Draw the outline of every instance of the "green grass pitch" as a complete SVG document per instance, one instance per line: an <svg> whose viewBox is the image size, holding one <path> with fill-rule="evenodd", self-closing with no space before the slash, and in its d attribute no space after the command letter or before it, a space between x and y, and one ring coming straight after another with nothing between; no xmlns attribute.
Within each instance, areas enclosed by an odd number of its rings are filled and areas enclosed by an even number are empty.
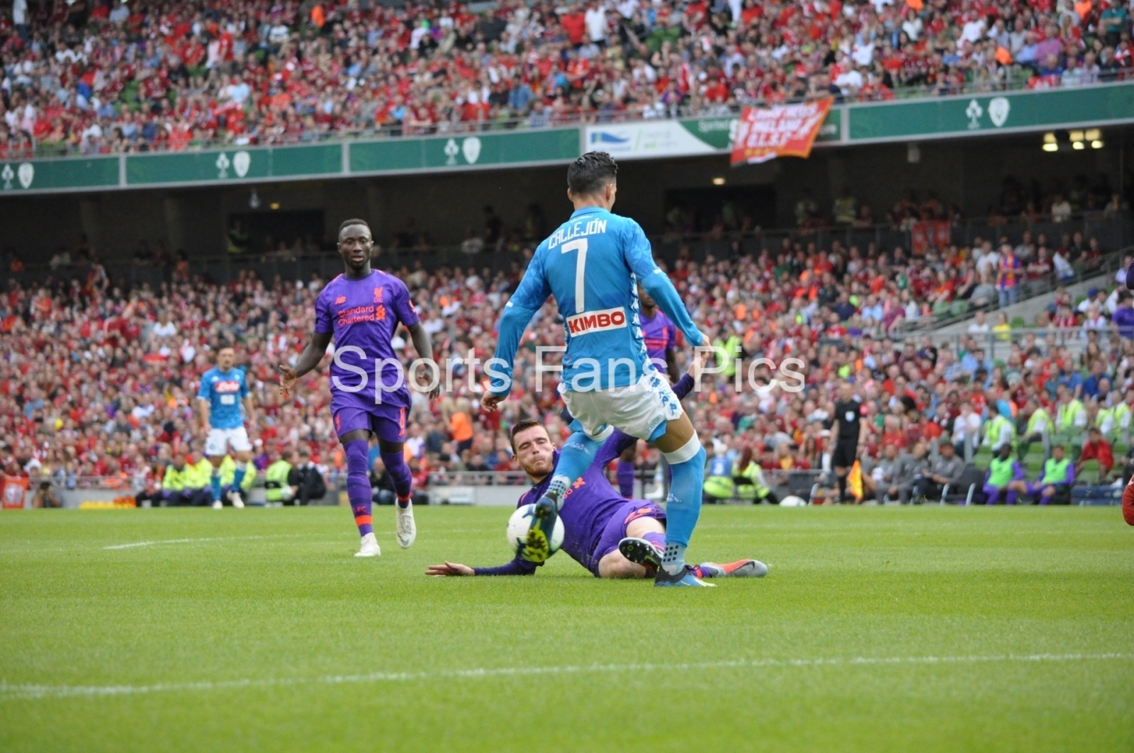
<svg viewBox="0 0 1134 753"><path fill-rule="evenodd" d="M712 590L434 579L500 508L0 514L0 751L1132 751L1115 508L706 508ZM154 542L145 544L145 542ZM145 544L121 547L121 544Z"/></svg>

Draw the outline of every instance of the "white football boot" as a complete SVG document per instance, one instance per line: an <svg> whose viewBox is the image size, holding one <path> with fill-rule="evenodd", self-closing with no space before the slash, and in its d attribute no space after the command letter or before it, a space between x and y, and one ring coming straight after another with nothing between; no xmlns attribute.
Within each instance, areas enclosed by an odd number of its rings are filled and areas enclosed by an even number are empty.
<svg viewBox="0 0 1134 753"><path fill-rule="evenodd" d="M358 547L358 551L355 552L355 557L378 557L382 553L381 547L378 545L378 539L374 538L374 533L367 533L362 538L362 545Z"/></svg>
<svg viewBox="0 0 1134 753"><path fill-rule="evenodd" d="M393 509L398 513L398 545L409 549L417 538L417 524L414 523L414 504L409 502L405 509L395 502Z"/></svg>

- _PROMPT_
Extract every line of the entries above verbatim, omitting the pictures.

- _RESULT OF THE EXERCISE_
Draw the outline of every instance of the "green grass pitch" as a complete SVG document per instance, one instance per line: an <svg> whose viewBox is the image size, holding one <path> with fill-rule="evenodd", self-closing with no space before the slash, and in its d attribute no space after the command letter or before it, a space between x and y, and one ring coming straight after another with nothing between; no xmlns attribute.
Within each instance, areas enclosed by an odd number of its rings are filled and areas enclosed by an even number are empty.
<svg viewBox="0 0 1134 753"><path fill-rule="evenodd" d="M712 590L434 579L500 508L0 514L0 751L1132 751L1115 508L706 508ZM154 542L145 544L145 542ZM145 544L121 547L121 544Z"/></svg>

Draw the outline of every instance of the "white football boot" as a complete SVG document per instance, one instance per line: an <svg> whose viewBox is the image size, holding one <path> with fill-rule="evenodd", self-closing with no space before the slash, and in its d attribute no space after the command letter or before it, a space between x and y, and one ring coming straight after another with nothing between; no xmlns attribute.
Within each instance, areas enclosed by an odd number of its rings are filled and areas enclosed by an even number are empty.
<svg viewBox="0 0 1134 753"><path fill-rule="evenodd" d="M358 547L358 551L355 552L355 557L378 557L382 553L381 547L378 545L378 539L374 538L374 533L367 533L362 538L362 545Z"/></svg>
<svg viewBox="0 0 1134 753"><path fill-rule="evenodd" d="M393 509L398 513L398 545L409 549L417 538L417 524L414 523L414 504L409 502L405 509L395 502Z"/></svg>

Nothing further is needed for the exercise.